Montale: l’esistenza su di un coccio aguzzo di bottiglia

Parlare degnamente di Eugenio Montale (1896 – 1981) richiederebbe certamente molto più spazio di quello concesso da un semplice articolo, tuttavia, pur non aspirando a condurre un’analisi critica esaustiva, desidero analizzare solo alcuni aspetti della sua poetica. In particolare, vorrei porre l’accento sull’approccio esistenzialista di alcune tra le sue più famose poesie.

Eugenio Montale insieme a un'upupa
Eugenio Montale mentre fissa un’upupa

Breve nota biografica introduttiva

Eugenio Montale è nato a Genova, in Italia, nel 1896. È stato un rinomato poeta e critico italiano, ampiamente considerato come una delle più grandi figure letterarie del XX secolo. Il percorso poetico di Montale inizia durante gli studi presso l’Università di Genova, dove matura una profonda passione per la letteratura e la scrittura. I suoi primi lavori mostravano il suo profondo amore per la sua terra natale, esplorando temi della natura, dell’amore e delle complessità dell’esistenza umana.

Tuttavia, fu solo quando Montale si trasferì a Firenze negli anni ’20 che la sua voce poetica fiorì veramente. Influenzato dai movimenti letterari del simbolismo e dell’ermetismo, abbracciò uno stile più distintivo e introspettivo. La poesia di Montale si caratterizza per il suo linguaggio elegante ed evocativo, nonché per le sue profonde sfumature filosofiche ed esistenziali.

Nel corso della sua carriera, Montale ha ricevuto numerosi riconoscimenti per i suoi contributi alla letteratura italiana, tra cui il Premio Nobel per la letteratura nel 1975. Le sue poesie continuano a risuonare tra i lettori di tutto il mondo, catturando l’essenza dell’esperienza umana in tutte le sue complessità.

L’eredità di Eugenio Montale come visionario poetico dura ancora oggi, e le sue parole servono come testimonianza del potere del linguaggio e della sua capacità di trascendere il tempo e il luogo. Le sue opere rimangono fonte d’ispirazione sia per aspiranti poeti che per amanti della letteratura, e il suo impatto sulla cultura italiana è incommensurabile.

Vivere: un’inevitabile realtà ammantata di malessere

Il primo e più importante elemento filosofico che ritroviamo nelle opere poetiche di Montale è proprio la presa di coscienza che la vita non è un processo che l’uomo subisce (in quanto, secondo Heidegger, ente con la modalità dell’essere-nel-mondo). Una condizione ineludibile (a meno, ovviamente, di porvi fine con la forza), la cui sostanza non è generalmente in grado di appagare le necessità esistenziali dell’uomo stesso.

_ _ _ _

◆ ESERCIZI:
A - Trascrivi dal brano su Montale il passo che va da "Tuttavia, fu solo" fino a "filosofiche ed esistenziali." incluso.
B - Secondo il brano su Montale, in quale anno il poeta ottenne il Premio Nobel per la letteratura?

◆ RIGHE DI DATI:
_ _ _ _

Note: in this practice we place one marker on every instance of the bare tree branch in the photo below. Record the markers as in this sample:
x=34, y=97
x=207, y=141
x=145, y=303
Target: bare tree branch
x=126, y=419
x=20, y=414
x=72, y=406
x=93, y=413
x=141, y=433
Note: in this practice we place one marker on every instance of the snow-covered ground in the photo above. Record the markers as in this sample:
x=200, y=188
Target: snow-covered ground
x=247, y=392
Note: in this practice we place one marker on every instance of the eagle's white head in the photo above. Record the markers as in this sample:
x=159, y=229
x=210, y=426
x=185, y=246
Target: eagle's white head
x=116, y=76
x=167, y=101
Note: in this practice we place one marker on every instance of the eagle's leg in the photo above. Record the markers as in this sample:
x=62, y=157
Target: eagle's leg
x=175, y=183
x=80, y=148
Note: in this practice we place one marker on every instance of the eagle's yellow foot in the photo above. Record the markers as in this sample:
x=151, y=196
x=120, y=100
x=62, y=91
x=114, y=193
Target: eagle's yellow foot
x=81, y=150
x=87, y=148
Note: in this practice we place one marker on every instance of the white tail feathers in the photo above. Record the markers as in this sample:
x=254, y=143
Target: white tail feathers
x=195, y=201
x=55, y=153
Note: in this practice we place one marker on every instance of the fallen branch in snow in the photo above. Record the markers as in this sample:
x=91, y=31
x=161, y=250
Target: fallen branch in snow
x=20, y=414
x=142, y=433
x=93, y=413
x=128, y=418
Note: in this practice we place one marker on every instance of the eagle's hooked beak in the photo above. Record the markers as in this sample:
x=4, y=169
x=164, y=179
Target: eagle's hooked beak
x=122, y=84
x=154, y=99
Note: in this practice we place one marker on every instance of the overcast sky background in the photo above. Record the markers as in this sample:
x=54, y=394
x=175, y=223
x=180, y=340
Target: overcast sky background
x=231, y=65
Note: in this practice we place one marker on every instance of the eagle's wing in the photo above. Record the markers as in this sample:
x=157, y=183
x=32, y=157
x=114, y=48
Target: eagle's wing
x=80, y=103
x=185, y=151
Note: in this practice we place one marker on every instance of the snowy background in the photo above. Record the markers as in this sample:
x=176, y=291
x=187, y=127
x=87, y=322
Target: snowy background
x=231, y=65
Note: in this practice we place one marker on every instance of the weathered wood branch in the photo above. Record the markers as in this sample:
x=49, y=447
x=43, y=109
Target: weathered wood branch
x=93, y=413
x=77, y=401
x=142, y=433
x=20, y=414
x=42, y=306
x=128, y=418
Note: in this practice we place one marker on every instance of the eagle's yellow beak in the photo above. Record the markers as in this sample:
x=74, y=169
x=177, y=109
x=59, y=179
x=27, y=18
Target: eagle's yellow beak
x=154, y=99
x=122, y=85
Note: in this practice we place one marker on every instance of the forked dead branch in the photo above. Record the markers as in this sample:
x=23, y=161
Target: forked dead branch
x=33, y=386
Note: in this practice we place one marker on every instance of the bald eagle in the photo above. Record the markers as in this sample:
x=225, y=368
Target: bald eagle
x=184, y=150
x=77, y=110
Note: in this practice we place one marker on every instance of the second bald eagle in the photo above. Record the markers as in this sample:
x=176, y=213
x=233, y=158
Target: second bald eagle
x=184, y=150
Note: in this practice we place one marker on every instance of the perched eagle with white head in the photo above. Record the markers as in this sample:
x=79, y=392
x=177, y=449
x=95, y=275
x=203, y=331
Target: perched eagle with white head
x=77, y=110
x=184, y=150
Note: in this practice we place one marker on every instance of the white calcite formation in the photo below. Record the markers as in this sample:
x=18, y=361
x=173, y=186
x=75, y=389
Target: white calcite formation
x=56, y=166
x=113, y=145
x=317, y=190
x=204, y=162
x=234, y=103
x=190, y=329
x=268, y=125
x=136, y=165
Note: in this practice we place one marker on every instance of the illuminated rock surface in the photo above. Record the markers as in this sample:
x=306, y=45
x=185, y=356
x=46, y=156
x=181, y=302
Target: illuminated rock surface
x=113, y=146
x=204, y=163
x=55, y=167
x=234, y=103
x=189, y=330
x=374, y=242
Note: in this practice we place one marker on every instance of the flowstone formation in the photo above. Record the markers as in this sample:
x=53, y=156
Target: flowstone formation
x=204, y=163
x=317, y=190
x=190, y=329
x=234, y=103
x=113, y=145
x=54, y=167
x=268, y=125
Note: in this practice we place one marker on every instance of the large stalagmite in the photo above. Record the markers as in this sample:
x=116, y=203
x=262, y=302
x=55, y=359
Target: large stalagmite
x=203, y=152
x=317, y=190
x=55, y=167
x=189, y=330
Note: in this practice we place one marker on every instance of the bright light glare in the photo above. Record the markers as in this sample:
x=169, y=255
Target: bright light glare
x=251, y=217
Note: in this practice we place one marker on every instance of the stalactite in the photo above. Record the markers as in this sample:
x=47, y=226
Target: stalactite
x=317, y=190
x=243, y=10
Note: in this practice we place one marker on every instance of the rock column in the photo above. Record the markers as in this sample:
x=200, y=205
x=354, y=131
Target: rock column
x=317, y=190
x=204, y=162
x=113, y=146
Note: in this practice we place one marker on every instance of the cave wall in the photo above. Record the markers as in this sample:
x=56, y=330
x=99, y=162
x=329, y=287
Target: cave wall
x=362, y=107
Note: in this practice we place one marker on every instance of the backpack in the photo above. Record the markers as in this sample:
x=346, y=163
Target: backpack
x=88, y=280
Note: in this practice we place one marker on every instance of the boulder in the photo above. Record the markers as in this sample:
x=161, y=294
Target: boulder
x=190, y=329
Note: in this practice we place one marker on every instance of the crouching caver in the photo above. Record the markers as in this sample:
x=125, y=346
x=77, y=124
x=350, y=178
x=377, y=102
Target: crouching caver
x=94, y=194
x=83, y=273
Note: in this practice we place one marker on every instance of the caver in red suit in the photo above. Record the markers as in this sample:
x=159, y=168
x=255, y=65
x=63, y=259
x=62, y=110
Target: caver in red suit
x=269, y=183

_ _ _ _

◆ SOLUZIONI PER ESERCIZIO:
A -
Tuttavia, fu solo quando Montale si trasferì a Firenze negli anni ’20 che la sua voce poetica fiorì veramente. Influenzato dai movimenti letterari del simbolismo e dell’ermetismo, abbracciò uno stile più distintivo e introspettivo. La poesia di Montale si caratterizza per il suo linguaggio elegante ed evocativo, nonché per le sue profonde sfumature filosofiche ed esistenziali.

B - Nel 1975.